##### Material provided #####
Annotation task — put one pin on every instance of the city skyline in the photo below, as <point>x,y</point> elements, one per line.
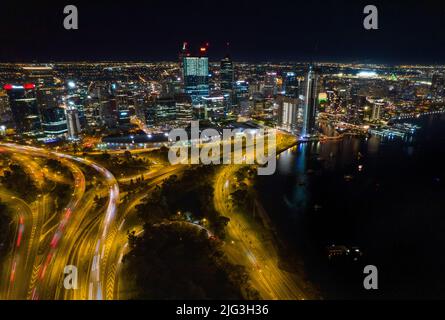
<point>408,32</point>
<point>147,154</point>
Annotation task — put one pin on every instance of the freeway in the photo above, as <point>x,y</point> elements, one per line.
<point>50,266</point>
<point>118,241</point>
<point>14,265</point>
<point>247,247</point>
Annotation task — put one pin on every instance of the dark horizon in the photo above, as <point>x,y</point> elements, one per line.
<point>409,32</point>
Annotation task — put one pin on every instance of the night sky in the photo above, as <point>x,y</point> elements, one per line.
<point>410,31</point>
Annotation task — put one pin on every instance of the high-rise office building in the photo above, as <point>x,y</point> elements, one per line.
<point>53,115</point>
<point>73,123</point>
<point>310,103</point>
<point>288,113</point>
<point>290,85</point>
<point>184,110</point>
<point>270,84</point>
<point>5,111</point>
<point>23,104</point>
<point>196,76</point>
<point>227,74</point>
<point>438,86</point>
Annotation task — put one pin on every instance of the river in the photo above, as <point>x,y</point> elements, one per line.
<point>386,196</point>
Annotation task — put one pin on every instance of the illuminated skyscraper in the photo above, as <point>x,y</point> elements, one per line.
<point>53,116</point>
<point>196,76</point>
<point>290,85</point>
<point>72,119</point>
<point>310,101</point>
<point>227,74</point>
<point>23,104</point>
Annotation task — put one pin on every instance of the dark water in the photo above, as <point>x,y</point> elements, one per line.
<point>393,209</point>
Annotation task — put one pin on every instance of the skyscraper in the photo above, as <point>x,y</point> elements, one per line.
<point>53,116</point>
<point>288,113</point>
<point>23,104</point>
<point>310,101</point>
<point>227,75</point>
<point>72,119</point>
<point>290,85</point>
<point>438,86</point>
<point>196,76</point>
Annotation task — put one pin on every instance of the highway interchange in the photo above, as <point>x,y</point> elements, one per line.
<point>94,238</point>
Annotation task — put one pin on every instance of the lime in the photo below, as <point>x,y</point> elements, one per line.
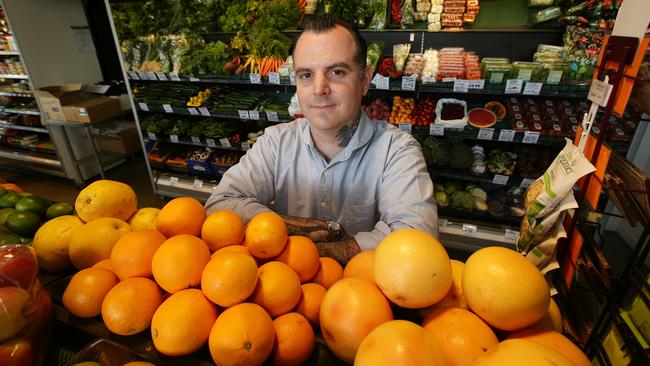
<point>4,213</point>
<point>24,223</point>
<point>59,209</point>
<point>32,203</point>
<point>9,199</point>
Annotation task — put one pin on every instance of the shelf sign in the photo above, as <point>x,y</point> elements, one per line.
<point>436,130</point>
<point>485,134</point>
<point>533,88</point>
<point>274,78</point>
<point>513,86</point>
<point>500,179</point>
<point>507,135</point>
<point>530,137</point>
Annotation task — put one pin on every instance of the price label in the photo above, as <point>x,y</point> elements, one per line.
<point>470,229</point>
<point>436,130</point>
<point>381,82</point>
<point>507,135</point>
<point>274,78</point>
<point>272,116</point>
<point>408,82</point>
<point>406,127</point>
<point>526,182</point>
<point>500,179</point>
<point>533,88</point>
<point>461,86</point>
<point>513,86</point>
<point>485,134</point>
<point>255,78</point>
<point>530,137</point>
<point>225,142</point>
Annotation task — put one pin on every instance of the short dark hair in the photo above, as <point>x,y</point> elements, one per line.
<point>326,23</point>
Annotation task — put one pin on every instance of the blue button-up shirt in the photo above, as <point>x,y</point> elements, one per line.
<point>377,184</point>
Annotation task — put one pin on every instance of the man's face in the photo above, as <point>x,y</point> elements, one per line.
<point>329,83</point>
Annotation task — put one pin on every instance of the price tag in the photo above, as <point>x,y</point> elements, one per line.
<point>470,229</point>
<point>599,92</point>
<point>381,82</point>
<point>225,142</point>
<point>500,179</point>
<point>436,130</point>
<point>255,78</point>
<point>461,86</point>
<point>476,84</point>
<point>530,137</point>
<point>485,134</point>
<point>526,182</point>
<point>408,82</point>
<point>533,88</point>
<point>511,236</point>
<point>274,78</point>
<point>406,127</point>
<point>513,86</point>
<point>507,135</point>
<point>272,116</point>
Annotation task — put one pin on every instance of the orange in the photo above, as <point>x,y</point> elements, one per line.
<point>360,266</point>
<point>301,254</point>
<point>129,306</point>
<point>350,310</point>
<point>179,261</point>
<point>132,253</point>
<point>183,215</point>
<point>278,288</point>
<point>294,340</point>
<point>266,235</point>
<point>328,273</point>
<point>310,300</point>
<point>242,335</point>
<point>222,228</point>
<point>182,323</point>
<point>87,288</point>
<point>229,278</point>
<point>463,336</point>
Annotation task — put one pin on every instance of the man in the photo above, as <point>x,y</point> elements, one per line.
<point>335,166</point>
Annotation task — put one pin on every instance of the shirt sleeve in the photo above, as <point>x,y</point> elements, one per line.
#####
Everything in the records must be transcribed exactly, except the pictures, which are left out.

Annotation task — put one pin on every instance of the city skyline in the photo below, as <point>x,y</point> elements, one per line.
<point>408,32</point>
<point>147,154</point>
Annotation task — put one pin on every instance of the freeway in the photo above, as <point>x,y</point> elements, one per line.
<point>50,266</point>
<point>118,241</point>
<point>14,265</point>
<point>247,247</point>
Annotation task — put one pin on every instance of the dark horizon in the photo above, as <point>x,y</point> elements, one per line.
<point>409,32</point>
Annotation task — put one pin on every instance of the night sky in the photo above, as <point>x,y</point> elements, one per line.
<point>410,31</point>
Annotation task — put one pin on every instance of the high-rise office building in the photo above, as <point>x,y</point> elements, one per line.
<point>53,115</point>
<point>73,123</point>
<point>310,103</point>
<point>288,113</point>
<point>290,85</point>
<point>184,110</point>
<point>270,84</point>
<point>5,111</point>
<point>23,104</point>
<point>196,76</point>
<point>227,74</point>
<point>438,86</point>
Annotation task — put one pin on every instance of the river in the photo above, as <point>x,y</point> elements, one per line.
<point>386,196</point>
Annotation task — put one pin on every instance of the illuminated skyscraper in the photo above, as <point>x,y</point> elements, one per line.
<point>53,116</point>
<point>196,76</point>
<point>290,85</point>
<point>72,119</point>
<point>310,101</point>
<point>227,74</point>
<point>23,104</point>
Annotation task — put one pin on every instance of the dark water in the photo above, as <point>x,y</point> elements, one per line.
<point>393,209</point>
Annotation task — put one pin on every instance of the skyscraper in the photo above, as <point>x,y</point> elements, one per line.
<point>53,116</point>
<point>288,113</point>
<point>23,104</point>
<point>310,101</point>
<point>227,75</point>
<point>72,119</point>
<point>290,85</point>
<point>438,86</point>
<point>196,76</point>
Annotation task — put one pin on every instance of the highway interchange in the photo above, as <point>x,y</point> elements, one per line.
<point>94,238</point>
Annotation task — put one pin on every instance of the lime in the photo below, as <point>x,y</point> elements, one per line.
<point>4,213</point>
<point>24,223</point>
<point>59,209</point>
<point>32,203</point>
<point>9,199</point>
Annotation task — put one pin on every instance of the shelf sign in the photo above, as <point>x,y</point> elements, one per line.
<point>436,130</point>
<point>485,134</point>
<point>533,88</point>
<point>274,78</point>
<point>513,86</point>
<point>500,179</point>
<point>507,135</point>
<point>530,137</point>
Annotation task — put one pin on every instance of the price label in the photo above, as <point>x,y</point> elements, one per line.
<point>470,229</point>
<point>436,130</point>
<point>381,82</point>
<point>507,135</point>
<point>274,78</point>
<point>272,116</point>
<point>408,82</point>
<point>406,127</point>
<point>526,182</point>
<point>500,179</point>
<point>533,88</point>
<point>461,86</point>
<point>513,86</point>
<point>485,134</point>
<point>255,78</point>
<point>530,137</point>
<point>225,142</point>
Annotation task — put one pin on every instance of the short dark hair in the photo above, as <point>x,y</point> elements, one per line.
<point>326,23</point>
Annotation task — put one pin on every instance of the blue button-up shirt in the photo above, as <point>x,y</point> elements, one per line.
<point>377,184</point>
Annotation task — put one pin on every instance of the man's face in the photo above, as <point>x,y</point> elements, one per line.
<point>329,83</point>
Annotation task — put one pin on every instance of the price tag in the photo above, as <point>x,y</point> elements, one per line.
<point>470,229</point>
<point>599,92</point>
<point>381,82</point>
<point>225,142</point>
<point>500,179</point>
<point>436,130</point>
<point>255,78</point>
<point>461,86</point>
<point>476,84</point>
<point>530,137</point>
<point>485,134</point>
<point>526,182</point>
<point>408,82</point>
<point>533,88</point>
<point>511,236</point>
<point>274,78</point>
<point>406,127</point>
<point>513,86</point>
<point>507,135</point>
<point>272,116</point>
Annotation task — put one pin on every instance of the orange in the photo above, as <point>x,y</point> elements, one per line.
<point>360,266</point>
<point>301,254</point>
<point>129,306</point>
<point>350,310</point>
<point>179,261</point>
<point>132,253</point>
<point>183,215</point>
<point>278,288</point>
<point>294,340</point>
<point>266,235</point>
<point>328,273</point>
<point>310,300</point>
<point>242,335</point>
<point>222,228</point>
<point>182,323</point>
<point>87,288</point>
<point>229,278</point>
<point>463,336</point>
Annotation task — put one pin on every instance of the man in the photo above, as <point>x,y</point> elements, one per line.
<point>335,166</point>
Annotation task — put one pin on every instance of the shirt sleeve in the photo above, as <point>x,y</point> elements, one per line.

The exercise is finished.